What you need to do:
Retype the lines starting at the one that contains "Tag one point on every instance of the player's ponytail" and ending at the last line, leaving out the pictures.

Supplied records:
════════════════════
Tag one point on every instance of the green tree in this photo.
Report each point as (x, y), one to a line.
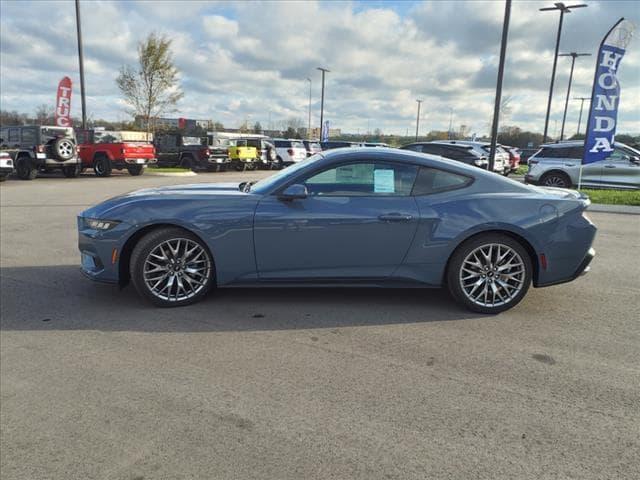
(152, 88)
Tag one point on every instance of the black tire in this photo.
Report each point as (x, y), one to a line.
(135, 170)
(71, 171)
(187, 162)
(143, 250)
(102, 166)
(63, 148)
(455, 272)
(555, 179)
(25, 170)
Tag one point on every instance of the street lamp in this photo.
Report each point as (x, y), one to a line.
(563, 9)
(323, 70)
(573, 56)
(582, 99)
(496, 107)
(418, 119)
(309, 125)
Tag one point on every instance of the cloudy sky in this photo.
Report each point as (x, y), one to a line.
(250, 60)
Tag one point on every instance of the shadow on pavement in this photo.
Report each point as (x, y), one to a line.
(60, 298)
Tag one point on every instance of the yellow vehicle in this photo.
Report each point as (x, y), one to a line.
(242, 156)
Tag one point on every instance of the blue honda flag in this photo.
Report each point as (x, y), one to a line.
(605, 95)
(325, 132)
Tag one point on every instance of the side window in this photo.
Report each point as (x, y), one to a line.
(14, 135)
(433, 180)
(363, 179)
(29, 136)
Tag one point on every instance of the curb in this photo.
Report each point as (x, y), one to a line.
(170, 174)
(625, 209)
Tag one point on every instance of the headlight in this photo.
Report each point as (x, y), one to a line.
(96, 224)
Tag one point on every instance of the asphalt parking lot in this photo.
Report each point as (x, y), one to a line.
(302, 384)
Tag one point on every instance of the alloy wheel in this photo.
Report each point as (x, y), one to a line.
(177, 269)
(492, 275)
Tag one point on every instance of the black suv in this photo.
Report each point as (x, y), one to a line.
(460, 153)
(176, 149)
(36, 148)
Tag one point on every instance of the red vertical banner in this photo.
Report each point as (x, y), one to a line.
(63, 103)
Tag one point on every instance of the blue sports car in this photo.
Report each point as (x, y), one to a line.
(355, 216)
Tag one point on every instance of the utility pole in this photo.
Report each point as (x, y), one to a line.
(81, 60)
(582, 99)
(563, 9)
(418, 119)
(323, 70)
(573, 56)
(309, 125)
(496, 107)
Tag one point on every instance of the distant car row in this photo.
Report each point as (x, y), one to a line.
(33, 149)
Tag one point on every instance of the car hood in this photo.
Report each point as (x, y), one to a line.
(169, 193)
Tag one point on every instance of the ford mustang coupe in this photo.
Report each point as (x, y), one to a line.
(355, 216)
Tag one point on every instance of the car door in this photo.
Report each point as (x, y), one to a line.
(357, 222)
(619, 171)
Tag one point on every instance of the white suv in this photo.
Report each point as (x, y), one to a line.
(6, 166)
(501, 163)
(289, 151)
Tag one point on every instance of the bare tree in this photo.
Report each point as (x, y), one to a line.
(153, 88)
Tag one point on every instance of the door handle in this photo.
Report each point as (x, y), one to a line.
(395, 217)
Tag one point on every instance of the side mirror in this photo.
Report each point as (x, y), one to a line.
(294, 192)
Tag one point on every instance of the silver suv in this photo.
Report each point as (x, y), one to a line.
(36, 148)
(558, 165)
(501, 162)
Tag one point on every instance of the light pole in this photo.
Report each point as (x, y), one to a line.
(563, 9)
(418, 119)
(309, 125)
(323, 70)
(573, 56)
(582, 99)
(496, 107)
(81, 61)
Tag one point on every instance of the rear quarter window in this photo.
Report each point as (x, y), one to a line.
(433, 180)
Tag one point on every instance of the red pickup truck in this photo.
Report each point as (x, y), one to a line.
(105, 150)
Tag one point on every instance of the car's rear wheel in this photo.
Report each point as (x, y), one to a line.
(555, 179)
(102, 166)
(490, 273)
(172, 267)
(135, 170)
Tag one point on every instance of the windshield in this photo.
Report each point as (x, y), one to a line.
(266, 184)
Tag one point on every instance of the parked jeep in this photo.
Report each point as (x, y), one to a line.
(242, 155)
(6, 166)
(36, 148)
(104, 150)
(175, 149)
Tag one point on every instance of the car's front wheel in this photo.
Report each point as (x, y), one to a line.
(171, 267)
(489, 273)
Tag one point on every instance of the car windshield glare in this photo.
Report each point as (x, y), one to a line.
(264, 185)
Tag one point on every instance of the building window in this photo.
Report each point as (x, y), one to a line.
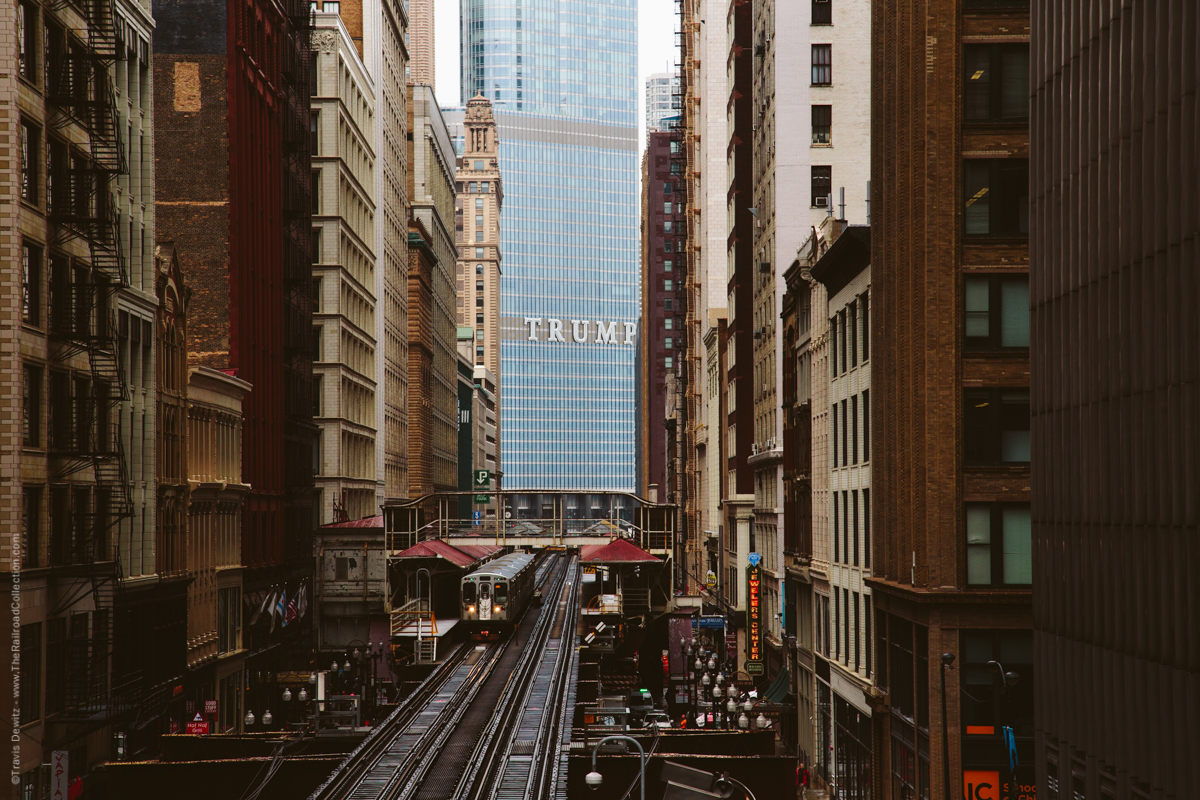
(996, 311)
(30, 283)
(867, 425)
(822, 124)
(865, 314)
(996, 197)
(31, 405)
(31, 525)
(822, 65)
(228, 619)
(30, 673)
(867, 530)
(996, 426)
(30, 164)
(27, 40)
(822, 185)
(999, 543)
(996, 83)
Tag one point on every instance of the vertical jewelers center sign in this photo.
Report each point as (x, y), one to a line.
(754, 615)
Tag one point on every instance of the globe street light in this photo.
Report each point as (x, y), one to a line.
(594, 779)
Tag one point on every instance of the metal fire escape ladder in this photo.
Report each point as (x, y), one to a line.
(83, 319)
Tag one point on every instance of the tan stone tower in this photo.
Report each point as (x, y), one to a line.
(478, 227)
(420, 42)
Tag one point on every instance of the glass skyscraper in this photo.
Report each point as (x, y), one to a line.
(563, 79)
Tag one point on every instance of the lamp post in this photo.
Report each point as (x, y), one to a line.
(594, 779)
(947, 665)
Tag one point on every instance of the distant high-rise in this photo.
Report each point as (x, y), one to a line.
(661, 100)
(565, 100)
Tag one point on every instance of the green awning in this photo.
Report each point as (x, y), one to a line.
(779, 687)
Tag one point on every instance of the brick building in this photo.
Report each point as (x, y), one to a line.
(661, 307)
(235, 196)
(949, 343)
(432, 334)
(1115, 421)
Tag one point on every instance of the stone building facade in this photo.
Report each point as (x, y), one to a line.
(343, 278)
(478, 204)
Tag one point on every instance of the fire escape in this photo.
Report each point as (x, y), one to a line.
(85, 433)
(690, 361)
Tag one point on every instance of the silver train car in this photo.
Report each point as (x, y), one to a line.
(495, 595)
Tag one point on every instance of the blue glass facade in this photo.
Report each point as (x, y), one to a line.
(563, 78)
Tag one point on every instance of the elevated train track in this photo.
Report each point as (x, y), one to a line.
(486, 723)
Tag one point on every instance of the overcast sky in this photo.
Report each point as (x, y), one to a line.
(655, 49)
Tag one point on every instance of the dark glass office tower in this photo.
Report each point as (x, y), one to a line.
(562, 76)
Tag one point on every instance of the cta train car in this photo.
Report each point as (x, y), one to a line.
(495, 595)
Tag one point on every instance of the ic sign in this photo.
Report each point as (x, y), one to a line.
(754, 618)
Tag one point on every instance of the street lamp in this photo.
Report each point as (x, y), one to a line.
(947, 665)
(594, 779)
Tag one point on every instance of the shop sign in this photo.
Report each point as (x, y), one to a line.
(754, 618)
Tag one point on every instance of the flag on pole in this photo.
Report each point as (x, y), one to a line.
(293, 608)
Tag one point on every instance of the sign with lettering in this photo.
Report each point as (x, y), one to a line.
(754, 618)
(569, 331)
(981, 785)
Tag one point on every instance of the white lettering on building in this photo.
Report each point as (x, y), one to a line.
(606, 335)
(581, 329)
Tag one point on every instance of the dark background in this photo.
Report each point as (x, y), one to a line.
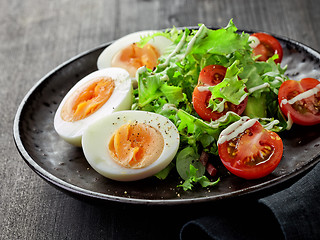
(36, 36)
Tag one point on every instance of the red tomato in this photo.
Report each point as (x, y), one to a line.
(210, 76)
(253, 153)
(268, 47)
(305, 109)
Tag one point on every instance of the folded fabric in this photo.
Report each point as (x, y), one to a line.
(293, 213)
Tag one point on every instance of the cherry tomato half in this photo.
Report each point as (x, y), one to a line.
(210, 76)
(253, 153)
(268, 47)
(301, 100)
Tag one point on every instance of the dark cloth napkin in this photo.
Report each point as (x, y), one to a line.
(292, 213)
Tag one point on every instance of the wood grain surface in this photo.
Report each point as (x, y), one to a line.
(36, 36)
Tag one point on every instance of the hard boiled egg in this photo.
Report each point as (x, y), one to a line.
(130, 145)
(96, 95)
(125, 53)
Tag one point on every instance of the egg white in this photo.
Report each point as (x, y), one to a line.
(121, 99)
(105, 58)
(97, 136)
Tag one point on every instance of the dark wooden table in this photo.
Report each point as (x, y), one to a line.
(36, 36)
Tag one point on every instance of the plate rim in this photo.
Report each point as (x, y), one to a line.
(82, 192)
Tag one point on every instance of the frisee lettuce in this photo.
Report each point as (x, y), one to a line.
(168, 89)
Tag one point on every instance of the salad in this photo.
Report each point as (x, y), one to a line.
(228, 96)
(208, 101)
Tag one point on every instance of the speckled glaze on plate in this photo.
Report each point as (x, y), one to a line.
(65, 167)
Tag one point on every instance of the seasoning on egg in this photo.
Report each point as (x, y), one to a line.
(136, 145)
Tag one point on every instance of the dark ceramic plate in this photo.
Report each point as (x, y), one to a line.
(65, 167)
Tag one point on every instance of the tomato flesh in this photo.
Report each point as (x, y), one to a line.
(268, 47)
(253, 153)
(210, 76)
(297, 104)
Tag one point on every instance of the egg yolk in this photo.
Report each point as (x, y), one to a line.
(87, 99)
(133, 57)
(136, 145)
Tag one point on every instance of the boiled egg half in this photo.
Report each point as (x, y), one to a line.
(130, 145)
(96, 95)
(126, 53)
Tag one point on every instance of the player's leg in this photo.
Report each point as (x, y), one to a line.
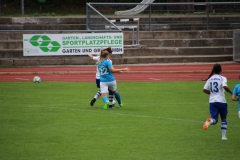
(110, 97)
(223, 114)
(98, 94)
(113, 87)
(239, 109)
(104, 92)
(214, 116)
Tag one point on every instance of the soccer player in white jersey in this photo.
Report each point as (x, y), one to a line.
(98, 94)
(236, 96)
(107, 79)
(215, 86)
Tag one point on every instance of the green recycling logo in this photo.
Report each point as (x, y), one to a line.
(45, 43)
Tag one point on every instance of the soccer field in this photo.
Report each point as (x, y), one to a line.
(159, 120)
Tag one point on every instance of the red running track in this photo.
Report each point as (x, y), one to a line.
(166, 72)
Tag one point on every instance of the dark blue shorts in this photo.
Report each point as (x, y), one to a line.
(218, 108)
(98, 83)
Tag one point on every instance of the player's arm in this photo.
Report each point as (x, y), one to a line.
(227, 89)
(234, 97)
(205, 88)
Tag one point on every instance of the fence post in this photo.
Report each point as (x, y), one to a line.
(207, 15)
(87, 20)
(22, 7)
(150, 19)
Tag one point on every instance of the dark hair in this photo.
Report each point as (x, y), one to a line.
(217, 69)
(109, 49)
(103, 54)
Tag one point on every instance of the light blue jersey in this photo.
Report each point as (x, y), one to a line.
(236, 91)
(105, 73)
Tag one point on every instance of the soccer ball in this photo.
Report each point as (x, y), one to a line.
(114, 102)
(36, 79)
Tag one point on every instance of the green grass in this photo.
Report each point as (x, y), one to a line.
(159, 120)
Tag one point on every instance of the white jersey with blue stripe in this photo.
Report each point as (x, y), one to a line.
(236, 92)
(96, 58)
(215, 85)
(105, 73)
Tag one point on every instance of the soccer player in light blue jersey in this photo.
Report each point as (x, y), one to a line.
(98, 93)
(107, 79)
(215, 87)
(236, 96)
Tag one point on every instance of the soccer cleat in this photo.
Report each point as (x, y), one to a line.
(92, 101)
(224, 138)
(105, 105)
(206, 124)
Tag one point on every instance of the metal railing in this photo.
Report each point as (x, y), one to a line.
(191, 9)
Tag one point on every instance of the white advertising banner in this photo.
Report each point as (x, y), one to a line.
(71, 44)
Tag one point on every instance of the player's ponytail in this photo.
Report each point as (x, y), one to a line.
(103, 55)
(217, 69)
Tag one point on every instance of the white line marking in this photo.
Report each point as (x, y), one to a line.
(22, 79)
(155, 79)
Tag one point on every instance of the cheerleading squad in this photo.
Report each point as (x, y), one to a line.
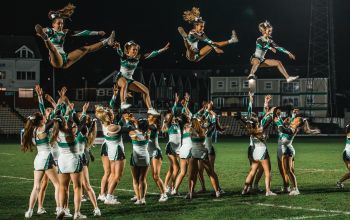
════════════════════
Reply to the exercise:
Tag one point on every instance of the player's ponytail in this photo.
Report each point as (x, y), one to a line.
(103, 55)
(217, 69)
Tag one point on every instance of the white line marking in this photo.
Report each point as (x, y), one to a line.
(22, 79)
(155, 79)
Tag one point on every instance of the cheerleading squad in this photo.
Report each point as (x, y), one to a line.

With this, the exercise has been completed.